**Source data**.
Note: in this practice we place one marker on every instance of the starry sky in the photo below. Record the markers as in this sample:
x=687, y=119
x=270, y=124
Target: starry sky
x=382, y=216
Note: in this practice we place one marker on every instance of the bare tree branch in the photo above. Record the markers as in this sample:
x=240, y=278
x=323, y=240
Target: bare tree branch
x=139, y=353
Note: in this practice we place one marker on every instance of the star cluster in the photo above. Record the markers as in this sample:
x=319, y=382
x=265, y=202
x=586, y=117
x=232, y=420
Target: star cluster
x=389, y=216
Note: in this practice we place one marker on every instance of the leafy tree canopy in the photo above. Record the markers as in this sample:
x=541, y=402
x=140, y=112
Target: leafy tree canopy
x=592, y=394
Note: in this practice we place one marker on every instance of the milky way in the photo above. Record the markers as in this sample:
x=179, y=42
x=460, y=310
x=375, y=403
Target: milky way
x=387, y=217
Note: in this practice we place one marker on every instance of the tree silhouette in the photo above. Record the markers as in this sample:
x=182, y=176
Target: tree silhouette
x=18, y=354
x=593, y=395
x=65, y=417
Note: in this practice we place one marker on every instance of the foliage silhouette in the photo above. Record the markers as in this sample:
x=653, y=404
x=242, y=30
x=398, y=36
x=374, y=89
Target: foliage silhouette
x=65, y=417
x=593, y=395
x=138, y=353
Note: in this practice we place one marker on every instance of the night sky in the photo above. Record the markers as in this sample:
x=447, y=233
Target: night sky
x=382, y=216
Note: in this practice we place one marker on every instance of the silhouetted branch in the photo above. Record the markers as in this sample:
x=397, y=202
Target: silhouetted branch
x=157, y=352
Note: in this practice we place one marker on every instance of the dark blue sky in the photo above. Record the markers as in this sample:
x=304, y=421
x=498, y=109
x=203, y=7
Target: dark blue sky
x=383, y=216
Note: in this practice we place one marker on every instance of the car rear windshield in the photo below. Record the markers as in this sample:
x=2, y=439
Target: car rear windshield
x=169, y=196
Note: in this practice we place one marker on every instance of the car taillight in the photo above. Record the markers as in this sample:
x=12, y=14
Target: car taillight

**TASK DESCRIPTION**. Please quote the data above in full, with no line missing.

**COMPLETED EXERCISE**.
Note: in this practice we place one marker on every instance of the starry sky in the photo below. Record the markers as in this sample:
x=687, y=119
x=270, y=124
Target: starry sky
x=382, y=216
Note: in this practice we place one marker on every instance of the bare tree branch in the photo above. Record the markers as in this sample:
x=240, y=278
x=323, y=240
Target: bare tree branch
x=139, y=353
Note: in this practice we place one marker on every instance of the star cluster in the photo above. Record the markers as in this sample:
x=319, y=382
x=265, y=202
x=586, y=117
x=232, y=420
Target: star cluster
x=389, y=216
Note: in this practice we place one marker on every instance of the leafy tree canopy in the photo above. Record the markers as in this sample:
x=541, y=402
x=140, y=112
Target: leafy tree canopy
x=592, y=394
Note: in this practice we place one marker on every instance of the milky way in the photo above. Record the markers as in this sample:
x=179, y=42
x=460, y=310
x=375, y=403
Target: milky way
x=387, y=217
Note: in this practice we place one marker on every instance of the tree silhouette in the photo above. Record the markers as in this sample:
x=182, y=176
Target: tree silhouette
x=18, y=354
x=593, y=395
x=65, y=417
Note: in this practice we place one marker on every instance of the foliage silhouette in the photo above. Record the markers as in this sample:
x=653, y=404
x=242, y=30
x=398, y=36
x=374, y=89
Target: foliage silhouette
x=65, y=417
x=593, y=395
x=138, y=353
Note: in this practice we place one marker on every instance of the night sky in the photo above. Record the markers as in this sample:
x=447, y=233
Target: night sky
x=382, y=216
Note: in this practice we place one marker on every instance of the silhouetted branch in the photo above. Record the markers as in this sample:
x=397, y=202
Target: silhouetted branch
x=157, y=352
Note: in this practice we place one marker on every instance of the dark blue sky in the photo above. Record the markers as in this sample:
x=304, y=421
x=498, y=109
x=203, y=7
Target: dark blue sky
x=383, y=216
Note: in this practice we place one marker on every instance of the car rear windshield in the photo below. Record the markers as in this sample:
x=2, y=439
Target: car rear windshield
x=169, y=196
Note: in this practice we place one marker on every instance of the car taillight in the photo above. Record the markers as in this sample:
x=12, y=14
Target: car taillight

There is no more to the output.